* **任务要求**
请缩放下面的全部数据：把每一行都重新写出，只将答案中的坐标值乘以 2.1 并四舍五入为整数（遇 .5 向上进位），其余文字一律保持不变。

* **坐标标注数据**
- - - -

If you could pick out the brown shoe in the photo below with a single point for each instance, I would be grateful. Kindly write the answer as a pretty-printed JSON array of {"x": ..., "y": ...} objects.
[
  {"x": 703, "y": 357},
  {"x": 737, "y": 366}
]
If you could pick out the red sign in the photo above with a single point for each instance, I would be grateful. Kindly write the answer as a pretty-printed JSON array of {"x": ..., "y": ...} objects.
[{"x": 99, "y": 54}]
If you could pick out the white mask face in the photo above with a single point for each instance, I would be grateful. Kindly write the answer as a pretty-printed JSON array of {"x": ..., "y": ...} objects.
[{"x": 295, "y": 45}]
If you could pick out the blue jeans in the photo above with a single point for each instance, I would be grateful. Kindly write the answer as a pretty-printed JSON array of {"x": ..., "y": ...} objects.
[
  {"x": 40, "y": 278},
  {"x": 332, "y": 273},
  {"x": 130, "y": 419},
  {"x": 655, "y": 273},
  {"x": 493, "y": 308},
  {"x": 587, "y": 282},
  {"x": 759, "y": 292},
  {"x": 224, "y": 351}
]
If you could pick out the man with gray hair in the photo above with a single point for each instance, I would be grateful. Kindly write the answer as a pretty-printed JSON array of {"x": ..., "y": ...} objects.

- - - -

* **练习答案**
If you could pick out the brown shoe in the photo below with a single point for each instance, I would be grateful. Kindly write the answer as a pretty-printed JSON array of {"x": ..., "y": ...} objects.
[
  {"x": 1476, "y": 750},
  {"x": 1548, "y": 769}
]
If you could pick out the red sign in the photo above with a single point for each instance, I would be grateful. Kindly write the answer as a pretty-printed JSON array of {"x": ..., "y": ...} objects.
[{"x": 208, "y": 113}]
If you could pick out the white mask face in the photo above with a single point for each instance, I would be grateful. Kindly write the answer as a pretty-printed JSON array of {"x": ..., "y": ...} objects.
[{"x": 620, "y": 95}]
If you could pick out the blue jeans in the photo above with a single point for each instance, I would be grateful. Kindly write the answer as a pretty-printed JSON array of {"x": ..., "y": ...} objects.
[
  {"x": 84, "y": 584},
  {"x": 697, "y": 573},
  {"x": 273, "y": 880},
  {"x": 1376, "y": 573},
  {"x": 1035, "y": 647},
  {"x": 1233, "y": 592},
  {"x": 1594, "y": 613},
  {"x": 470, "y": 737}
]
If you could pick out the man with gray hair in the photo above with a single point for each instance, I would be grateful. Kindly write the answer as a pretty-printed JSON array of {"x": ..., "y": ...} objects.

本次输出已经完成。